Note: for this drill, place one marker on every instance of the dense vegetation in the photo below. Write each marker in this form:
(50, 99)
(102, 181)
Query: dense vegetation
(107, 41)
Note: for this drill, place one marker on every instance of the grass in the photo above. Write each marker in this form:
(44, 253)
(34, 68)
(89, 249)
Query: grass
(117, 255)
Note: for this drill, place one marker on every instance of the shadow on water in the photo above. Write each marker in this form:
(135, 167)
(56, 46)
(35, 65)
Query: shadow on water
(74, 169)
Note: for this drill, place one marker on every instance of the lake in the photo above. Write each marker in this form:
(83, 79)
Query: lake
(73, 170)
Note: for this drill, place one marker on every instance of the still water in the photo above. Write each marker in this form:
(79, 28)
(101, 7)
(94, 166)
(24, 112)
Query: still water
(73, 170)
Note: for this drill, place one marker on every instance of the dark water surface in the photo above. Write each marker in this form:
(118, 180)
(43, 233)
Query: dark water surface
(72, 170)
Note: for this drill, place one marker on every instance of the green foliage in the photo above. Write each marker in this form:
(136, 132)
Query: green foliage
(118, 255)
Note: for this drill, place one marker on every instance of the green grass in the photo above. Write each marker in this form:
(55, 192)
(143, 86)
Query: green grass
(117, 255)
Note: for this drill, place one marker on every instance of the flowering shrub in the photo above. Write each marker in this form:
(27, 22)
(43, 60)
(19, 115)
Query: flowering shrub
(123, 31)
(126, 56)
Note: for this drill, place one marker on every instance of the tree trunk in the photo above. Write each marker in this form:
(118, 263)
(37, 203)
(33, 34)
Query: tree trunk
● ● ● ●
▸ **WRITTEN TASK**: Return the listing above in full, character for character.

▸ **WRITTEN SOLUTION**:
Note: for this drill, place one marker on every instance of the dense vegetation in the photo below. Write each marker in this form:
(50, 99)
(102, 181)
Query: dense vegetation
(107, 41)
Note: for this drill, place one marker on every instance of the grass in the photo above. Write each marker in this form:
(44, 253)
(34, 68)
(89, 249)
Query: grass
(117, 255)
Note: for this drill, place one marker on every instance of the shadow on water in the photo above. Write each marker in this form:
(135, 167)
(56, 46)
(35, 65)
Query: shadow on water
(74, 169)
Note: for this drill, place one marker on every instance of the lake in the photo above. Write each marker in this form:
(83, 79)
Query: lake
(73, 170)
Note: for this drill, place one marker on every instance of the still water in the photo above. Write each marker in this form:
(79, 28)
(101, 7)
(94, 166)
(24, 112)
Query: still water
(73, 170)
Note: for this drill, place one marker on every instance of the dark water surface in the photo above. Write each marker in this form:
(118, 180)
(43, 233)
Query: dark water surface
(72, 170)
Note: for this drill, place one marker on every instance of the green foliage in the photo above. Write each marker in this form:
(136, 132)
Query: green foliage
(118, 255)
Note: for this drill, place one marker on every instance of the green grass in the photo above. Write each marker in this form:
(55, 192)
(143, 86)
Query: green grass
(117, 255)
Note: for this drill, place one marker on every instance of the flowering shrub in the photo above. Write each marker in this form:
(27, 22)
(43, 60)
(19, 115)
Query: flowering shrub
(123, 31)
(126, 56)
Note: for this drill, place one marker on every instance of the tree trunk in the photo above. Write each marker in this form:
(118, 263)
(37, 203)
(33, 34)
Query: tree trunk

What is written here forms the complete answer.